Extracted entries =

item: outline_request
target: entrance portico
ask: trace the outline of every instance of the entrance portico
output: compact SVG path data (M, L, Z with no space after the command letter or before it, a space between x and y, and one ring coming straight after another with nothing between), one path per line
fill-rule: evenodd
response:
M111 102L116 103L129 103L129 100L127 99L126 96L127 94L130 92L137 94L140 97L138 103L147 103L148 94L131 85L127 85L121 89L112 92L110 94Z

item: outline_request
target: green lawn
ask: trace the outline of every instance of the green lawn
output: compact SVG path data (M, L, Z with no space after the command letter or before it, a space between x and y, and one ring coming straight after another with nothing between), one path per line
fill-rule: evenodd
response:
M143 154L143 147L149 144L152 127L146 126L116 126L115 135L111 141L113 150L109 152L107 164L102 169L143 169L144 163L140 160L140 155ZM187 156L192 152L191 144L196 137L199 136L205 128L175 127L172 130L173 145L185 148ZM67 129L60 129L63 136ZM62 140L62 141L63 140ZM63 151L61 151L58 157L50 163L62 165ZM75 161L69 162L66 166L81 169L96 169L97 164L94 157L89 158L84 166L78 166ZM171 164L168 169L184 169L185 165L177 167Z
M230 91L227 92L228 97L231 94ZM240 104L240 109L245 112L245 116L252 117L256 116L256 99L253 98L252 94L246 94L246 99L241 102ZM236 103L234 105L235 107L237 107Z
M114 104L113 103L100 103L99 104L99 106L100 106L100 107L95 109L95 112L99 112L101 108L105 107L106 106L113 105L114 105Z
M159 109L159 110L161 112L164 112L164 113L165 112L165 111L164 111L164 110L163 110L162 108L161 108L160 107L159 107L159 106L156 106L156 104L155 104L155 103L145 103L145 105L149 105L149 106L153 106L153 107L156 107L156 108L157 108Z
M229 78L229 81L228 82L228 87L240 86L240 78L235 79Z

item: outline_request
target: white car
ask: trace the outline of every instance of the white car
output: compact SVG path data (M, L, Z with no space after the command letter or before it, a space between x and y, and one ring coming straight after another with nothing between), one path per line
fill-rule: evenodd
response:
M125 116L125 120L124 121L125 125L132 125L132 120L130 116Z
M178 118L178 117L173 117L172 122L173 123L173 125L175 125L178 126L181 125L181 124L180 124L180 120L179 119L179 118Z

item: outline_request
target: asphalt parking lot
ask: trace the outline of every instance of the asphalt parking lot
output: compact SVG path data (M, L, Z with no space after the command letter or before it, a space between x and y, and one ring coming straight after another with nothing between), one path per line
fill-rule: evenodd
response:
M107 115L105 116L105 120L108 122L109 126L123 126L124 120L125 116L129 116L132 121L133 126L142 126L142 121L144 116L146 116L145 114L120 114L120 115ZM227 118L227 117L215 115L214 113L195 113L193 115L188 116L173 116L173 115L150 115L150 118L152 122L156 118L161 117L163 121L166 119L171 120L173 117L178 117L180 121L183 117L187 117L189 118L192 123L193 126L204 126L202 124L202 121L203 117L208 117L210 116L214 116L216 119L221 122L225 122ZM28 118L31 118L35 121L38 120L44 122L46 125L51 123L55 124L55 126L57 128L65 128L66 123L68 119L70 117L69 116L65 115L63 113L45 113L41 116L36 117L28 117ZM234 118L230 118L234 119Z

Task instructions = Express every line of the rows above as a JSON list of strings, with one string per line and the blank lines left out.

Worked solution =
[
  "item: outline_request",
  "target: entrance portico",
  "ask: trace the outline of every instance of the entrance portico",
  "output: compact SVG path data (M, L, Z with no space after the command letter or before it, a space between x and y, and one ring coming straight after another with nothing between), one path per line",
  "fill-rule: evenodd",
  "response:",
  "M111 102L116 103L129 103L129 100L127 99L126 96L127 94L130 92L137 94L140 97L138 103L147 103L148 94L131 85L127 85L121 89L112 92L110 94Z",
  "item: outline_request",
  "target: green lawn",
  "ask: trace the outline of every instance of the green lawn",
  "output: compact SVG path data (M, L, Z with no space after the command letter or before it, a space between x and y, and one ring coming straight after another with nothing between), one path per line",
  "fill-rule: evenodd",
  "response:",
  "M143 154L143 147L149 144L152 127L146 126L116 126L115 135L111 141L113 150L109 152L107 164L102 169L143 169L144 163L140 160L140 155ZM187 156L192 152L191 144L196 137L199 136L205 128L175 127L172 130L173 145L185 148ZM67 129L60 129L63 136ZM62 140L62 141L63 140ZM63 151L61 151L58 157L50 163L62 165ZM75 161L69 162L66 166L81 169L96 169L97 164L94 157L89 158L84 166L78 166ZM171 164L168 169L184 169L185 165L177 167Z",
  "M230 91L227 92L228 97L231 94ZM240 104L240 109L245 112L245 116L252 117L256 116L256 99L253 98L252 94L246 94L246 99L241 102ZM236 103L234 105L235 107L237 107Z",
  "M114 104L113 103L100 103L99 104L99 106L100 106L100 107L95 109L95 112L99 112L101 108L105 107L106 106L113 105L114 105Z",
  "M159 109L159 110L161 112L164 112L164 113L165 112L165 111L164 111L164 110L163 110L162 108L161 108L160 107L159 107L159 106L156 106L156 104L155 104L155 103L145 103L145 105L149 105L149 106L153 106L153 107L156 107L156 108L157 108Z",
  "M229 78L229 81L228 82L228 87L240 86L240 78L235 79Z",
  "item: outline_request",
  "target: white car",
  "ask: trace the outline of every instance of the white car",
  "output: compact SVG path data (M, L, Z with no space after the command letter or before it, a space between x and y, and one ring coming straight after another with nothing between), one path per line",
  "fill-rule: evenodd",
  "response:",
  "M125 116L125 120L124 121L125 125L132 125L132 120L130 116Z",
  "M178 118L178 117L173 117L172 122L173 123L173 125L175 125L178 126L181 125L181 124L180 124L180 120L179 119L179 118Z",
  "item: outline_request",
  "target: asphalt parking lot",
  "ask: trace the outline of every instance of the asphalt parking lot",
  "output: compact SVG path data (M, L, Z with no space after the command letter or before it, a space between x and y, and one ring coming straight after another with nothing between), one path per line",
  "fill-rule: evenodd",
  "response:",
  "M107 115L105 116L105 120L108 122L109 126L123 126L124 120L125 116L129 116L132 121L133 126L142 126L142 121L144 116L146 116L145 114L120 114L120 115ZM227 118L227 117L215 115L214 113L195 113L193 115L188 116L173 116L173 115L150 115L150 118L152 122L156 118L161 117L163 121L166 119L171 120L173 117L178 117L180 121L183 117L187 117L189 118L192 123L193 126L204 126L202 124L202 121L203 117L208 117L210 116L214 116L216 119L221 122L225 122ZM28 118L31 118L35 121L38 120L44 122L46 125L51 123L55 124L55 126L57 128L65 128L66 123L68 119L70 117L69 116L65 115L63 113L45 113L41 116L36 117L28 117ZM234 118L230 118L234 119Z"
]